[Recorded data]
[Begin]

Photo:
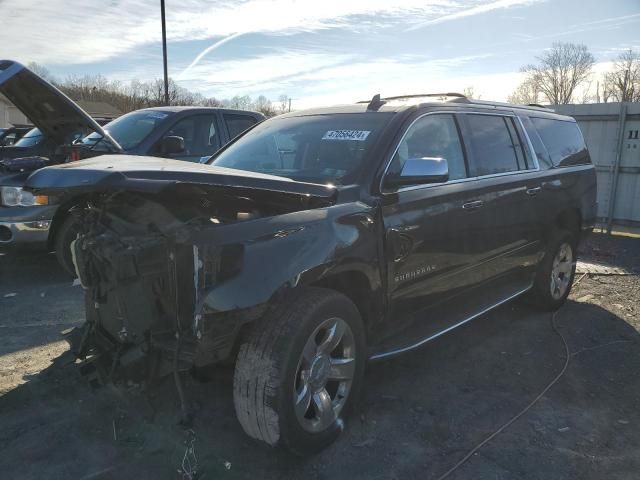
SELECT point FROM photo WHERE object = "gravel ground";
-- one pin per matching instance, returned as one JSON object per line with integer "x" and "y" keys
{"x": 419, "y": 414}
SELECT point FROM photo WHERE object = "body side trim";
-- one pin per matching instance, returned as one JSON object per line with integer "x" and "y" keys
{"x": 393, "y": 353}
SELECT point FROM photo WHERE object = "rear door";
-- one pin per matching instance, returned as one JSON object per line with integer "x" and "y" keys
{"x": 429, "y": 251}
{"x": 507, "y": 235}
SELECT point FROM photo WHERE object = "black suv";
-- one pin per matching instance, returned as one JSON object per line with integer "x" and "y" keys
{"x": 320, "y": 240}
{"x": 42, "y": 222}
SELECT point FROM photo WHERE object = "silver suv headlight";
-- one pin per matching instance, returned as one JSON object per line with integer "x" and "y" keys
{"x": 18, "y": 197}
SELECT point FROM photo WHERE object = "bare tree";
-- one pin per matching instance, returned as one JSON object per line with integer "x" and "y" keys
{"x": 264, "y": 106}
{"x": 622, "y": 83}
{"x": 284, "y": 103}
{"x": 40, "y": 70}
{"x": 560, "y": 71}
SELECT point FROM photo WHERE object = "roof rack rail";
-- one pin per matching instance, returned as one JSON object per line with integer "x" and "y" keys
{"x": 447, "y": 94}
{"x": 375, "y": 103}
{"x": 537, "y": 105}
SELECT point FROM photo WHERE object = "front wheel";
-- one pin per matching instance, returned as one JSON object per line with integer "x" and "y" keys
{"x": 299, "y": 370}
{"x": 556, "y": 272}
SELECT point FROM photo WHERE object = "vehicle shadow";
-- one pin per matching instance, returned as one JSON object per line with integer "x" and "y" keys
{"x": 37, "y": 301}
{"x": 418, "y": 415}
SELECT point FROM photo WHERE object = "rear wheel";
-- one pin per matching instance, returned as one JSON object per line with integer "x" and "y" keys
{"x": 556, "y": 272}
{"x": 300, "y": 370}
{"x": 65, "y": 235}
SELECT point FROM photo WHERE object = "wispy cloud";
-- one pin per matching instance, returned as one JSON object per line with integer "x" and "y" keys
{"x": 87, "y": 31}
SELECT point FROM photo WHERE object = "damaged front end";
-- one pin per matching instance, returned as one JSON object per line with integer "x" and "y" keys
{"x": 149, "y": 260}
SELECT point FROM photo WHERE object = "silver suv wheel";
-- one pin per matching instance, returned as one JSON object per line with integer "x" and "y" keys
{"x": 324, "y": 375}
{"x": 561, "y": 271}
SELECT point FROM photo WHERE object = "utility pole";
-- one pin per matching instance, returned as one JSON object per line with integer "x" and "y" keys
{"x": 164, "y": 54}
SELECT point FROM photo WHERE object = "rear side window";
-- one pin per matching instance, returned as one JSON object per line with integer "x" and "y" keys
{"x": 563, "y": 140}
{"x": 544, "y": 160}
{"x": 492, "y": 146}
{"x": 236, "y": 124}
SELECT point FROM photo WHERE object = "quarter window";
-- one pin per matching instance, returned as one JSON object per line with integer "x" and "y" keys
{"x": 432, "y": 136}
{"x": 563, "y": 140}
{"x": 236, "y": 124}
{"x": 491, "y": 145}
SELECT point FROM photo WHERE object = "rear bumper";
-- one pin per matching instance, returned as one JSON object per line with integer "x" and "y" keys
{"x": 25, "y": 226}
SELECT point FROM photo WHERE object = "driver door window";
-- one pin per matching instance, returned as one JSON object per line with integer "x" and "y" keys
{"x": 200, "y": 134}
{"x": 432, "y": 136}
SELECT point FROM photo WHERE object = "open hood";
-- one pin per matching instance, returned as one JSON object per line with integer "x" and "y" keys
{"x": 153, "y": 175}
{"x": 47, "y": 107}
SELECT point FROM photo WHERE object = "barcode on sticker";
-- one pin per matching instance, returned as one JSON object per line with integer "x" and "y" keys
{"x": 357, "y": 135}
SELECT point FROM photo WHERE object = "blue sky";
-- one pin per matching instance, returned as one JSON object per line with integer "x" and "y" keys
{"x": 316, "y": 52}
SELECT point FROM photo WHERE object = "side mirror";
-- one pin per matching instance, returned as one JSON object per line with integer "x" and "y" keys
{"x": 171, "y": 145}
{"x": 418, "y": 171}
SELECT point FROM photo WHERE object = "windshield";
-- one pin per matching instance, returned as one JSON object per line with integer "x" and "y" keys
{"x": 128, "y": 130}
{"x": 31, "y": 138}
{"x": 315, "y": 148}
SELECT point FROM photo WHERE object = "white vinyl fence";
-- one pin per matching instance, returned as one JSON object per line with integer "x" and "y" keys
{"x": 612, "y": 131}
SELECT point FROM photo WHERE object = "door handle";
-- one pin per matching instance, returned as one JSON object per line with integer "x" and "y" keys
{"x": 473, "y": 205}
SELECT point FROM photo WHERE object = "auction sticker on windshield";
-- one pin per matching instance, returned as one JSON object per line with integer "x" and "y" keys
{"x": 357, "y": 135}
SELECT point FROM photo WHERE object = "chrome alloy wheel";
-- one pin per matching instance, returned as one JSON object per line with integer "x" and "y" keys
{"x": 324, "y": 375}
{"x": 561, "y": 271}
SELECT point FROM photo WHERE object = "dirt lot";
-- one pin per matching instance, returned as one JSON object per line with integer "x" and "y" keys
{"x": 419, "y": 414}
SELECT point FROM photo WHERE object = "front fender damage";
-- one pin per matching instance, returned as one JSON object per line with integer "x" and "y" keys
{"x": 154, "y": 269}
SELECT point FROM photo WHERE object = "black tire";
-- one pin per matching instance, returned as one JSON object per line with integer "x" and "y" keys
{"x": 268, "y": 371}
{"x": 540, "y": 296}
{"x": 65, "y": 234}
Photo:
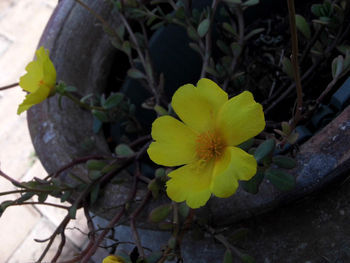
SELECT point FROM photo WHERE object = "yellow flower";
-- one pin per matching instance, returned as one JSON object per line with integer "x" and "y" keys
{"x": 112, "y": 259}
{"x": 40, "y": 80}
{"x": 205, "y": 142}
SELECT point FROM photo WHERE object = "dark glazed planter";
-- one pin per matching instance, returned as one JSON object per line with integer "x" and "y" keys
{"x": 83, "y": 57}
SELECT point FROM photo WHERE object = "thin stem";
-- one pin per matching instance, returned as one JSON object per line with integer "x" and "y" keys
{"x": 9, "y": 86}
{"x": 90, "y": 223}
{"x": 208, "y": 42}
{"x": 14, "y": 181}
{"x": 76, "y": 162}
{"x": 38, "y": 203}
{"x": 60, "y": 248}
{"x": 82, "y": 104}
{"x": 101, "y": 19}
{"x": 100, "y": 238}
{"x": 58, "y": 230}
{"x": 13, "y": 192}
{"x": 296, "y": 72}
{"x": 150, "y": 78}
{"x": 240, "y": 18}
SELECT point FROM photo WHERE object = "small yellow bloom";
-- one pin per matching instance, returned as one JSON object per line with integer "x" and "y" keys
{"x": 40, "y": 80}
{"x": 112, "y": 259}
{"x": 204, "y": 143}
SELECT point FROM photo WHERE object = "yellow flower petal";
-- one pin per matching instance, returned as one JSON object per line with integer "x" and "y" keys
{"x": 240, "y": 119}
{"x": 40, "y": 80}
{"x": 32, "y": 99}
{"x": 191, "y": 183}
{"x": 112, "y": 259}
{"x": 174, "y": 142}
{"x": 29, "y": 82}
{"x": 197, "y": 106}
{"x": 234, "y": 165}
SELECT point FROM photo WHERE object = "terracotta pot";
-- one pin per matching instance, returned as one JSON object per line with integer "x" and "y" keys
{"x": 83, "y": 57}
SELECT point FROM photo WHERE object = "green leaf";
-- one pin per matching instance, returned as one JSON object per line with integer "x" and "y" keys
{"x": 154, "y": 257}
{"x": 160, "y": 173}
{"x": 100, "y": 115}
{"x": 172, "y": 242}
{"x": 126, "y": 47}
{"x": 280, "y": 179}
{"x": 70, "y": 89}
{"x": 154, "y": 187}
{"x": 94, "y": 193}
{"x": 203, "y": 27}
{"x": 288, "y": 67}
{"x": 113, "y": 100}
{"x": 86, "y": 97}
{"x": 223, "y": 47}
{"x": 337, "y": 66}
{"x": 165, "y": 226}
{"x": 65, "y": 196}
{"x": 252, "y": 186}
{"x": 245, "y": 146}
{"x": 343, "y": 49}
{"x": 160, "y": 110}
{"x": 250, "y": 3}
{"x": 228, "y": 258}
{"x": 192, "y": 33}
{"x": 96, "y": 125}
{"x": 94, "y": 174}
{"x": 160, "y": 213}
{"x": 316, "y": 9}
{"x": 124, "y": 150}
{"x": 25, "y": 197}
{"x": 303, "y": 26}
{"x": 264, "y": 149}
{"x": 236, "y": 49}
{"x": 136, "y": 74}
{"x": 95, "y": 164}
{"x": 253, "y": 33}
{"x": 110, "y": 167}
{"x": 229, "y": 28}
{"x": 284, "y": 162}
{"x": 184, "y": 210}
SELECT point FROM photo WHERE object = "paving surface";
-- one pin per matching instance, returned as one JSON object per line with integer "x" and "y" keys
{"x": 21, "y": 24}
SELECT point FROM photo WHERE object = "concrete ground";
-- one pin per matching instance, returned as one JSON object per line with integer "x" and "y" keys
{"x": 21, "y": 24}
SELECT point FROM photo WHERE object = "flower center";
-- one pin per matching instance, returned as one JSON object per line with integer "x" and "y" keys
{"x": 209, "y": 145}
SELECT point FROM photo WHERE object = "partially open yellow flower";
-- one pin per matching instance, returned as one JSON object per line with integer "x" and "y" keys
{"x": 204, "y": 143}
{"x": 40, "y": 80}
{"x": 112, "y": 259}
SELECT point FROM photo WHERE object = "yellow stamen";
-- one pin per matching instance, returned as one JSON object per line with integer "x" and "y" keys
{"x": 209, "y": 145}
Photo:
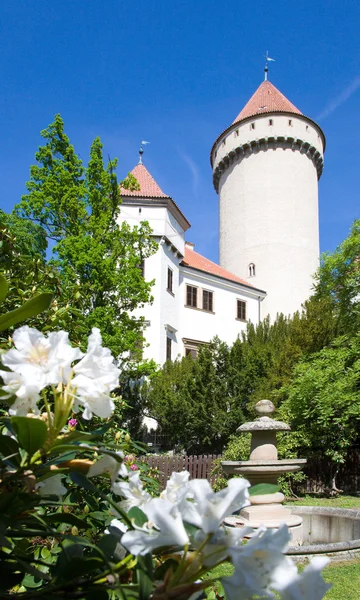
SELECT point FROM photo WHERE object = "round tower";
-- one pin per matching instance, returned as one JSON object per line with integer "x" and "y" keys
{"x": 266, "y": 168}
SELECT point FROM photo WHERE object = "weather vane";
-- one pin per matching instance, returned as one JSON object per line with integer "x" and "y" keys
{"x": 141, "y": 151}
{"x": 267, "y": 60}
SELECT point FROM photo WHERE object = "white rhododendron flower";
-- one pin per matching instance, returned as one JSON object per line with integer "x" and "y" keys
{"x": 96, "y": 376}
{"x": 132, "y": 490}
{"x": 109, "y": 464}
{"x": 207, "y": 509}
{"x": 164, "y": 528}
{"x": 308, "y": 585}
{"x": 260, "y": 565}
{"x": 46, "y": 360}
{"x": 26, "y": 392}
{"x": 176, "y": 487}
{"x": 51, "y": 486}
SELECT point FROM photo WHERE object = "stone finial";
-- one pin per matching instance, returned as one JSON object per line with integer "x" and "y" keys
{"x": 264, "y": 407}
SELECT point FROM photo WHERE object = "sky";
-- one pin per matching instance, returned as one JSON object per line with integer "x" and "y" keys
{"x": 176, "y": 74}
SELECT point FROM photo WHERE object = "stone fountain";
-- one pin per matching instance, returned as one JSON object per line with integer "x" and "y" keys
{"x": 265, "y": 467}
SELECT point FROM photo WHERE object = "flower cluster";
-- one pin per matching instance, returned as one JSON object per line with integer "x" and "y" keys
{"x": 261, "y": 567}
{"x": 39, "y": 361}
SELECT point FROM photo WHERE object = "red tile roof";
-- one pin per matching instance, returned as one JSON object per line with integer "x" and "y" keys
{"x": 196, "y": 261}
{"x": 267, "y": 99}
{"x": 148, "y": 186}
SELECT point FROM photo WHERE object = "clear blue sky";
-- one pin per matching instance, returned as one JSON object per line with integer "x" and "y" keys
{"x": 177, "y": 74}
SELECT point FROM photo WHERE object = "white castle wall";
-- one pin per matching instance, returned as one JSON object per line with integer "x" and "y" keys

[End]

§ DIRECTIONS FOR THIS TASK
Pick out every line of the items that contains the string "black", and copy each one.

§ FULL OUTPUT
SELECT point FROM photo WHERE object = "black suv";
SELECT point FROM photo WHERE object = "black tire";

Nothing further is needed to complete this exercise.